| Text provided |
********

In any event, I have presently been stuck in such a hole for the better part of 4 months. The goal is not even very lofty, but a mere refactoring and space saving gimmick that doesn’t even qualify as a new idea. It turned out however that all those savings come at a cost, namely metrics are going down, despite all kinds of variations I have tried. Being an honest person, I do not wish to resort to the mercy of the team to launch the project, however, it is also distasteful to let it go to waste, since another colleague has been with me throughout this “wonderful” journey and I have a responsibility for not letting him down. While many other folks are anxiously waiting for this bottleneck project to settle down, I continue to bang my head against the wall, especially given how slowly things move within our organization. This may be the most opportune time to fuss about work.

So then I thought about Abraham Lincoln, and how he overcame an insurmountable amount of personal and political difficulties, only to be shot dead in the end. But the beautiful part of his story is that he carried all such weight with a smile of grace. ‘Tis I shall emulate, and prod along with animalistic persistence despite ever dwindling peer respect for my intelligence, prospect for promotion, and the opportunity to change the world and shit before I succumb to natural decay. Eventually the organization will figure out the right place for me to grow or rot, and all I should care about is the next local optimum to pursue.

Reading, innovation, and meaning of life

While staying home on paternity leave, I had more time to ponder the meaning of life, away from hectic programming day job. This is coupled by my grandma’s accidental fall in the bathroom, and the less than optimistic prognosis that her rib bones were fractured and heart and lung got infected as a result. I think even God appeared to me one night to give consolation, since this is a justifiably depressing time, despite the smoothness of the newborn. In any case, reflecting on my first 9 months at my current job, one trap I repeatedly fell in was that deep down, I wanted to innovate and make big news so bad, that I lost sight of the lifelong pursuit of learning. As a programmer, there are many ways to absorb old and new technology. The whole industry evolves around making learning more accessible to both the insiders and outsiders. Maybe the abundance of resource pushed me into the other extreme, by completing shutting my brain off from learning and focusing on continuous philosophizing and hypothesis testing. This break allowed me to realize this as a critical vice that would hinder my long term productivity.

********

Data entries:
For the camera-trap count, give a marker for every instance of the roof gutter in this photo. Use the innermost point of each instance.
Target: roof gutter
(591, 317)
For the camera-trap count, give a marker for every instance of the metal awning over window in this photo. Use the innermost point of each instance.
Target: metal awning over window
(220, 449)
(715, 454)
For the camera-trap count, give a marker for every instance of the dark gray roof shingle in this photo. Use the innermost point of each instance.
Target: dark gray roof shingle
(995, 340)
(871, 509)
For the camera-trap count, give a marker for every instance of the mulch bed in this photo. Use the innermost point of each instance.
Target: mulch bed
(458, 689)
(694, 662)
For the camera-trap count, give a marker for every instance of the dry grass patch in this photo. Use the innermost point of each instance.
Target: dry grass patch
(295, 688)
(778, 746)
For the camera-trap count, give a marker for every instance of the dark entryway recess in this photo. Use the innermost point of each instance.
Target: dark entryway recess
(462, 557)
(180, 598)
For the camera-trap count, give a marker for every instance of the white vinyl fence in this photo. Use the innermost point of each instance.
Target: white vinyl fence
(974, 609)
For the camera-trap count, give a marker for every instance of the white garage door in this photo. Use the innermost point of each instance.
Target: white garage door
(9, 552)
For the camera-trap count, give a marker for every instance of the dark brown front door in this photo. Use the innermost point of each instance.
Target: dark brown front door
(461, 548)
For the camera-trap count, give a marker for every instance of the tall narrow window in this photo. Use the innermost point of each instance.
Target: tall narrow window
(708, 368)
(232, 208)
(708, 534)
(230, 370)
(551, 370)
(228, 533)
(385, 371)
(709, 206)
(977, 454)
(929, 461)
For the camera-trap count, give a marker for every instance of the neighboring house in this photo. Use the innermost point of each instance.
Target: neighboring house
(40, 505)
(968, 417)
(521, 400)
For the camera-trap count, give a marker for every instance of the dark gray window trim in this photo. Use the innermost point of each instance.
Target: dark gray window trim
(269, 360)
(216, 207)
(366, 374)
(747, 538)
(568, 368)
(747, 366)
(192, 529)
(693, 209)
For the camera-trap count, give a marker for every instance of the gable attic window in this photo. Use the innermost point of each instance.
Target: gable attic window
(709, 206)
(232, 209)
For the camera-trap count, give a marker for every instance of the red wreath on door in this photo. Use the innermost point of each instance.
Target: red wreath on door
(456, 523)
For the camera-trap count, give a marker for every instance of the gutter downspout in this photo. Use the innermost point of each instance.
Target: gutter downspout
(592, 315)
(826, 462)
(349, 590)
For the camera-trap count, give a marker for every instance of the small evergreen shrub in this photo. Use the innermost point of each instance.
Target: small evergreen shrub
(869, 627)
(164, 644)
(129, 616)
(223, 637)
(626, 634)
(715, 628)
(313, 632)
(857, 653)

********

| Task description |
Please copy the passage of the text above from "In any event, I" up to and including "fuss about work.", word for word.

| Response to this task |
In any event, I have presently been stuck in such a hole for the better part of 4 months. The goal is not even very lofty, but a mere refactoring and space saving gimmick that doesn’t even qualify as a new idea. It turned out however that all those savings come at a cost, namely metrics are going down, despite all kinds of variations I have tried. Being an honest person, I do not wish to resort to the mercy of the team to launch the project, however, it is also distasteful to let it go to waste, since another colleague has been with me throughout this “wonderful” journey and I have a responsibility for not letting him down. While many other folks are anxiously waiting for this bottleneck project to settle down, I continue to bang my head against the wall, especially given how slowly things move within our organization. This may be the most opportune time to fuss about work.